- _Document text_:

** START **

The religious freedom question could arise again in the months ahead, as the U.S. Supreme Court considers whether to take new cases that involve the limits on Americans’ religious rights.

In theory, the commitment to religious freedom is straightforward. The First Amendment to the U.S. Constitution bars Congress from making any law “respecting an establishment of religion or prohibiting the free exercise thereof.”

Most of the attention, especially in recent decades, has focused on the “free exercise” clause. An important case involved Adele Sherbet, a Seventh-day Adventist, who was fired for refusing to work on Saturdays and then denied unemployment benefits. In a 1963 decision, the U.S. Supreme Court ruled that Sherbet’s free exercise right had been violated.

In a 1990 decision, however, the Court significantly narrowed the Sherbet precedent, ruling against a Native American man, Alfred Smith, who was dismissed from his job because he had illegally ingested peyote as part of a religious ritual.

The Court’s Smith ruling met with bipartisan outrage in the U.S. Congress and led to passage of the RFRA legislation. Among the sponsors was a first-term liberal Democrat from New York, Jerrold Nadler.

“Unless the Smith decision is overturned,” Nadler argued on the House floor, “the fundamental right of all Americans to keep the Sabbath, observe religious dietary laws, to worship as their consciences dictate, will remain threatened.” The bill passed the House unanimously and was approved in the Senate by a vote of 97-3.

Religious freedom politicized

In the years since, however, the religious freedom cause has been politicized, with conservatives claiming it for their purposes and liberals shying away from it for reasons of their own.

When liberals started pushing for expanded protections for the LGBT population, conservatives grew alarmed, arguing that practices such as same-sex weddings go against biblical teaching. They’ve argued that religious freedom should mean they can’t be forced to accommodate something they don’t believe in. Liberals portrayed that stance simply as discriminatory and argued it should be illegal.

Sen. Ted Cruz, R-Texas, made the issue a major theme of his campaign when he ran for the 2016 Republican presidential nomination.

“We’re a nation that was founded on religious liberty,” Cruz told an interviewer, “and the liberal intolerance we see trying to persecute those who as a matter of faith follow a biblical definition of marriage is fundamentally wrong.”

When the conservative Heritage Foundation celebrated the 25th anniversary of the RFRA passage earlier this year, the organization’s president, Kay Cole James, blamed “the left” for the erosion of the original consensus.

“I wish we could get that kind of bipartisan support today,” she said. “The political left has actively worked to undercut our freedoms.”

Religious freedom and discrimination

As conservatives focused the religious freedom debate narrowly around issues of sexuality and marriage, progressives doubled down on the promotion of LGBT rights. The Democrat-controlled House this month approved the “Equality Act,” which would prohibit virtually all discrimination based on sexual orientation or gender identity. One provision actually singles out the RFRA law, prohibiting its use as a defense against discrimination allegations.

** END **

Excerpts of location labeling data
** START **

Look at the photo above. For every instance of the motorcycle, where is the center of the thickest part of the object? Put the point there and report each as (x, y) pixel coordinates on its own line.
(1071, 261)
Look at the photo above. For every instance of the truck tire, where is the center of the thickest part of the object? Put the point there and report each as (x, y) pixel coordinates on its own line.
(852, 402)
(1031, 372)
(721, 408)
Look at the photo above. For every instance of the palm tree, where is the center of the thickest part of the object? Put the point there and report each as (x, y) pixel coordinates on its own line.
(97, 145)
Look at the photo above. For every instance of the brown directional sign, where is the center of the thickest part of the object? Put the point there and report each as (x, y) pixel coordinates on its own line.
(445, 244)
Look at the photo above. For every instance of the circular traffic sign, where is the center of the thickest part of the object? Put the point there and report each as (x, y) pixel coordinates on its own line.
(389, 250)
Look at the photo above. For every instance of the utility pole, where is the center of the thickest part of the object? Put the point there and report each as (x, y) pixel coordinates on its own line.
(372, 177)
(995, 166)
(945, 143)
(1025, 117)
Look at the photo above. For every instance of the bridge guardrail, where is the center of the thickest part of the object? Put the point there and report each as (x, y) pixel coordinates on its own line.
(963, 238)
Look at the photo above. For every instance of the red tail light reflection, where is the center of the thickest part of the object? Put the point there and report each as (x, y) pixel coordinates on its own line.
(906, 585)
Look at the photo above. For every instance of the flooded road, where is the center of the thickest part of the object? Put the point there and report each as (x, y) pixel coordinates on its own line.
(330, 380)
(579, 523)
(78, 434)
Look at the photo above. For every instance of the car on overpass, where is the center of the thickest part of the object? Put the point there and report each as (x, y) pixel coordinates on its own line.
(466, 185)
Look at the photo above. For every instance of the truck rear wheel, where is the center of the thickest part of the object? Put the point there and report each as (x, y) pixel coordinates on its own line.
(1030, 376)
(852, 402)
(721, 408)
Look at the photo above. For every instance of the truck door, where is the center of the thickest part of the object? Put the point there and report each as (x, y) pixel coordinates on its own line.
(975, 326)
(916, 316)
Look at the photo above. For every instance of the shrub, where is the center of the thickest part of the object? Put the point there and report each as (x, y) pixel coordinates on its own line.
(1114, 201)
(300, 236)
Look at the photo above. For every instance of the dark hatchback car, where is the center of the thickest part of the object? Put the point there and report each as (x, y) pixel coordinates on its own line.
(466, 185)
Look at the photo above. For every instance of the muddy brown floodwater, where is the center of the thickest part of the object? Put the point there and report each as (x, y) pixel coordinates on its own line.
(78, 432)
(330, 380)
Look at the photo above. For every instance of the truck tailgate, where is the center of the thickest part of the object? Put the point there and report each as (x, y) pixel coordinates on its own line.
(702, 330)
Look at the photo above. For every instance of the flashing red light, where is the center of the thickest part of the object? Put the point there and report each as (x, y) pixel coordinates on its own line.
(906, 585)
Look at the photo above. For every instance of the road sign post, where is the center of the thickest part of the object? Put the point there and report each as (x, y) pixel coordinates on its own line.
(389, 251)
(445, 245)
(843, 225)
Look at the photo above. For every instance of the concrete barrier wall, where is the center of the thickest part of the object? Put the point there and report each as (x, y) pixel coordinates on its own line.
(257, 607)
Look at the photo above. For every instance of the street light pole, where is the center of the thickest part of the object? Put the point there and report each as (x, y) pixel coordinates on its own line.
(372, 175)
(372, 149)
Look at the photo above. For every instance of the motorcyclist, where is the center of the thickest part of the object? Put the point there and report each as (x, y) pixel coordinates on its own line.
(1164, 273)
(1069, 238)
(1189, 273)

** END **

- _Exercise tasks_:
**1)** In the religious freedom passage, what was the Senate vote that approved the bill?
**2)** Transcribe the religious freedom passage starting at "Religious freedom politicized" and ending at "Republican presidential nomination.".

- _List of solutions_:
**1)** 97-3

**2)**
Religious freedom politicized

In the years since, however, the religious freedom cause has been politicized, with conservatives claiming it for their purposes and liberals shying away from it for reasons of their own.

When liberals started pushing for expanded protections for the LGBT population, conservatives grew alarmed, arguing that practices such as same-sex weddings go against biblical teaching. They’ve argued that religious freedom should mean they can’t be forced to accommodate something they don’t believe in. Liberals portrayed that stance simply as discriminatory and argued it should be illegal.

Sen. Ted Cruz, R-Texas, made the issue a major theme of his campaign when he ran for the 2016 Republican presidential nomination.